─── STORED DATA ───

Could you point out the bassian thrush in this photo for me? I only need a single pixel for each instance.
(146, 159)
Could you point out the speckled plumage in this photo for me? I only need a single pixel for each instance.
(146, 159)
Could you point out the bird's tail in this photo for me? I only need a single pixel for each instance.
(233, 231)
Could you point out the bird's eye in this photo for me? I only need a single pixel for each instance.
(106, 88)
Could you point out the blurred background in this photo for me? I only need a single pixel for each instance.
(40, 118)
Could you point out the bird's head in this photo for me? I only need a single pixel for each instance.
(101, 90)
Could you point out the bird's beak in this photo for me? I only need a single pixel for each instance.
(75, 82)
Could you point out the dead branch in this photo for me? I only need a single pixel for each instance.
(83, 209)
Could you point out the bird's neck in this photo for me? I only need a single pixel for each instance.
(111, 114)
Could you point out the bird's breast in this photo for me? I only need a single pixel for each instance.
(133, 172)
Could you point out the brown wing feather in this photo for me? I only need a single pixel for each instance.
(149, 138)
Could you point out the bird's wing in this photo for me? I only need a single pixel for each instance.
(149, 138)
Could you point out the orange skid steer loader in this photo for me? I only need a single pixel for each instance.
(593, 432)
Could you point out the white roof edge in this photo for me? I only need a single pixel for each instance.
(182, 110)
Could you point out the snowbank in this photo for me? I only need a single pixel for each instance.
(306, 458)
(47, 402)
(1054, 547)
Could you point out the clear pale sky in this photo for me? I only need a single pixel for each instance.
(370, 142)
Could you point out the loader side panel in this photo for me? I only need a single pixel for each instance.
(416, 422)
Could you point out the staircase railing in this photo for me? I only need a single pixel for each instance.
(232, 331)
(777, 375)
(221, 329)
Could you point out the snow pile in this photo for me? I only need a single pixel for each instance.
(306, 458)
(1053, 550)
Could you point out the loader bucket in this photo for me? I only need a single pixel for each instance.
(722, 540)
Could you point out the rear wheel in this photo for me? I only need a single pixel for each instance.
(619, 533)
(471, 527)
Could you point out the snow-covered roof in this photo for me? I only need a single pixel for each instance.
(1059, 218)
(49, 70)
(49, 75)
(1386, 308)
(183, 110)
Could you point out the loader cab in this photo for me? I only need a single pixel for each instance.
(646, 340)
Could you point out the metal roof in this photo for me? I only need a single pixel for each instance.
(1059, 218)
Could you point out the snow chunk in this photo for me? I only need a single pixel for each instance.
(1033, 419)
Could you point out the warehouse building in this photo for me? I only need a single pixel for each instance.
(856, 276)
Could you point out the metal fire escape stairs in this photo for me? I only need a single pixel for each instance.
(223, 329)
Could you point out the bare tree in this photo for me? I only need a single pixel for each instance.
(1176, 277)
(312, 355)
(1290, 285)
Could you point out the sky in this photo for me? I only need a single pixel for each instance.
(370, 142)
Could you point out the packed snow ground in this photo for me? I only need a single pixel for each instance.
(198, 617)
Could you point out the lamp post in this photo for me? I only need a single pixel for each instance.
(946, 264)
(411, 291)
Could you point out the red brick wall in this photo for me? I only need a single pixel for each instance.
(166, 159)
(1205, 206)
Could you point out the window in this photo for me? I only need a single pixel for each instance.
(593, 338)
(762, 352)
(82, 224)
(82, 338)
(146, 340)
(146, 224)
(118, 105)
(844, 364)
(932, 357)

───

**TASK DESCRIPTION:** Please rewrite the records above with every "single pixel" swapped for "single point", changing nothing else.

**OUTPUT OF THE TASK:**
Could you point out the bassian thrush in this photo for me? I only need a single point for each instance.
(146, 159)
Could you point out the speckled plumage in this photo for me? I only need a single point for each instance.
(146, 159)
Could you point out the bird's tail in this photo for me? I only need a single point for each instance.
(233, 231)
Could you point out the bird's eye in this photo for me? I only need a single point for each instance.
(106, 88)
Could you point out the blurred background in this photo for me? I only need a single point for each instance.
(40, 118)
Could you point out the bird's head in this photo for me? I only need a single point for each instance.
(101, 90)
Could you point out the bird's beak in this photo for me? I only need a single point for each instance.
(75, 82)
Could you point out the dead branch in this photo for me? I only need a single point for each instance.
(83, 209)
Could you point out the bird's neck in this photo for me? I only need a single point for each instance.
(111, 114)
Could you point out the bird's breast in this photo for me? I only need a single point for each instance.
(133, 172)
Could you point out the brown wing feather in this photo for me? I only need a single point for each instance.
(149, 138)
Could you point out the bird's wing in this photo for me? I only need a single point for each instance.
(149, 138)
Could you point out the orange skid steer loader in this photo for me? I only need a single point for each instance.
(593, 432)
Could you point out the white roof edge in this photo for me? I only need a single point for each instance.
(182, 110)
Could you point out the snowbank in this photo for me? I only need a single point for each instance.
(306, 458)
(47, 402)
(1054, 547)
Could you point out the clear pale sky in this photo for me? I only need a single point for each instance.
(370, 142)
Could you point out the loader side panel in this photo for me? I only need a single point for each instance.
(416, 422)
Could you point out the staircase railing in this photo for me? I only need a single point for each instance.
(232, 331)
(777, 375)
(221, 329)
Could you point out the snow pile in this photo for me? I only need a single point for each instance.
(306, 458)
(1053, 550)
Could you point out the loader bucket in this photo for me? I only need a single point for each instance.
(722, 540)
Could you point out the rear wheel in this photo for me? I only need a single point for each instance.
(619, 533)
(471, 527)
Could you point out the snow-covered roof in this photo for me? I only need a single point for each instance.
(1059, 218)
(49, 70)
(49, 75)
(1386, 308)
(183, 110)
Could you point out the loader cab in this photo for me? I only need a single point for each instance.
(646, 340)
Could you point out the metal roof in this photo for me? I only need a single point for each instance.
(1059, 218)
Could you point out the snow chunk in this photo for me? I only need a single point for each instance.
(1033, 419)
Could you point out the warehouse building in this photo for me? I only need a single point for each instance.
(856, 276)
Could you point out the metal fire escape stairs in this photo for me? I only need a single point for each instance.
(223, 329)
Could you point out the bare tree in this photo for me? I only need a single point for each instance.
(1176, 277)
(312, 355)
(1290, 285)
Could you point out the sky in this photo for me? I only need a single point for each instance.
(370, 142)
Could you point out the packed snow ground in this photo for me? I only need a single point for each instance.
(198, 617)
Could you point out the lamp post in this photo for me? I only need a single point for each instance.
(946, 264)
(411, 291)
Could you point out the red brick wall in this photo for me? I only need a single point for each instance.
(166, 159)
(1205, 206)
Could you point out the window in this photo for me? I only need a single point for each instance.
(593, 338)
(762, 352)
(82, 224)
(82, 338)
(146, 340)
(146, 224)
(118, 105)
(844, 364)
(932, 357)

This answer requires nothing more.